- RECORDS -
■ ■ ■ ■
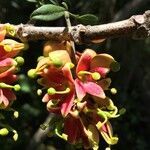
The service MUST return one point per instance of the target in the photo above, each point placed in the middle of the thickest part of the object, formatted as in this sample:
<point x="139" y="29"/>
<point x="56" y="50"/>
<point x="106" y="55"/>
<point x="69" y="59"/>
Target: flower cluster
<point x="9" y="65"/>
<point x="77" y="94"/>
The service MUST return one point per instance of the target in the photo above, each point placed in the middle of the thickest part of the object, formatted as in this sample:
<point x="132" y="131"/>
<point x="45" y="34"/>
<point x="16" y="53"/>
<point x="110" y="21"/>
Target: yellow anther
<point x="113" y="91"/>
<point x="96" y="76"/>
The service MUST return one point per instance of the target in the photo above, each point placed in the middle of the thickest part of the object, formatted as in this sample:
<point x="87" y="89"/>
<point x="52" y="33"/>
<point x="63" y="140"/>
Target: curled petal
<point x="102" y="60"/>
<point x="85" y="60"/>
<point x="102" y="102"/>
<point x="6" y="62"/>
<point x="94" y="89"/>
<point x="6" y="97"/>
<point x="7" y="72"/>
<point x="67" y="72"/>
<point x="2" y="33"/>
<point x="46" y="98"/>
<point x="67" y="104"/>
<point x="79" y="89"/>
<point x="105" y="83"/>
<point x="103" y="71"/>
<point x="59" y="58"/>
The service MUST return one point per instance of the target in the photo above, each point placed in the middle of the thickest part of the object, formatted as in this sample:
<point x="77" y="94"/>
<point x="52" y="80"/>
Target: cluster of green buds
<point x="10" y="64"/>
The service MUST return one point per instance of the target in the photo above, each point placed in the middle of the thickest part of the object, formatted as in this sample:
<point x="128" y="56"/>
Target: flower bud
<point x="4" y="131"/>
<point x="15" y="136"/>
<point x="17" y="87"/>
<point x="16" y="114"/>
<point x="19" y="60"/>
<point x="32" y="73"/>
<point x="113" y="91"/>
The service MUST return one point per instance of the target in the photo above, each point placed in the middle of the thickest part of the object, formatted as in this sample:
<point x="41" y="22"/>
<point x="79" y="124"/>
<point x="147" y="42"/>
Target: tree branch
<point x="137" y="27"/>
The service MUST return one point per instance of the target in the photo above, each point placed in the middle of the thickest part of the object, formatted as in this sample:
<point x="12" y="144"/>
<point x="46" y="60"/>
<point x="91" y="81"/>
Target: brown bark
<point x="137" y="27"/>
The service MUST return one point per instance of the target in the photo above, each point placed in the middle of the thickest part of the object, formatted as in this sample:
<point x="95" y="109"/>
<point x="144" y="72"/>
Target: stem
<point x="73" y="51"/>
■ ■ ■ ■
Reproduce each line of the records exactly, and omit every picture.

The service MUST return one point per instance of the target in the photo above, each point placed in the middle of the thickest part of the object, formatted as in this sample:
<point x="139" y="29"/>
<point x="56" y="50"/>
<point x="106" y="55"/>
<point x="69" y="59"/>
Target: flower cluster
<point x="9" y="65"/>
<point x="77" y="94"/>
The service MUST return one point per instance of the target in the photo above, each point placed in the middle of the thickest part of the object, formatted as in this sample:
<point x="132" y="131"/>
<point x="45" y="34"/>
<point x="16" y="53"/>
<point x="110" y="21"/>
Target: yellow anther
<point x="113" y="91"/>
<point x="96" y="76"/>
The service MUST return one point per instance of the target in the photo above, each point placed in the middle of the thickest part of the object, formatted as in this sample:
<point x="87" y="89"/>
<point x="52" y="33"/>
<point x="63" y="140"/>
Target: curled petal
<point x="102" y="60"/>
<point x="85" y="60"/>
<point x="102" y="102"/>
<point x="6" y="62"/>
<point x="94" y="89"/>
<point x="6" y="97"/>
<point x="7" y="72"/>
<point x="67" y="72"/>
<point x="2" y="33"/>
<point x="46" y="98"/>
<point x="67" y="104"/>
<point x="79" y="89"/>
<point x="105" y="83"/>
<point x="103" y="71"/>
<point x="59" y="58"/>
The service MUST return one point per instance of the target in the photo above, each point placed in the middle of the thickest part of the object, formatted as in this sample:
<point x="77" y="94"/>
<point x="52" y="80"/>
Target: cluster of green buds
<point x="10" y="64"/>
The service MUST return one point per instance of the target in the photo above, each point placed in the middle of the thickest part of the object, formatted as in this sample:
<point x="128" y="56"/>
Target: flower bud
<point x="4" y="131"/>
<point x="15" y="136"/>
<point x="17" y="87"/>
<point x="16" y="114"/>
<point x="19" y="60"/>
<point x="32" y="73"/>
<point x="113" y="91"/>
The service MUST return one point per instance of the target in the photo above, each point placed in the middle of the thickest part of the object, formatted as in this sample:
<point x="41" y="22"/>
<point x="79" y="124"/>
<point x="147" y="42"/>
Target: tree branch
<point x="137" y="27"/>
The service MUST return one point per instance of the target in the photo above, each point placed in the middle of the thickest part of the object, formatted as in this sample:
<point x="12" y="144"/>
<point x="46" y="60"/>
<point x="91" y="81"/>
Target: brown bark
<point x="137" y="27"/>
The service MUST return one point per instance of the target in the photo above, each point placed in the middle of the thickest part of the object, formatted as in this sample:
<point x="95" y="109"/>
<point x="144" y="72"/>
Target: stem
<point x="73" y="51"/>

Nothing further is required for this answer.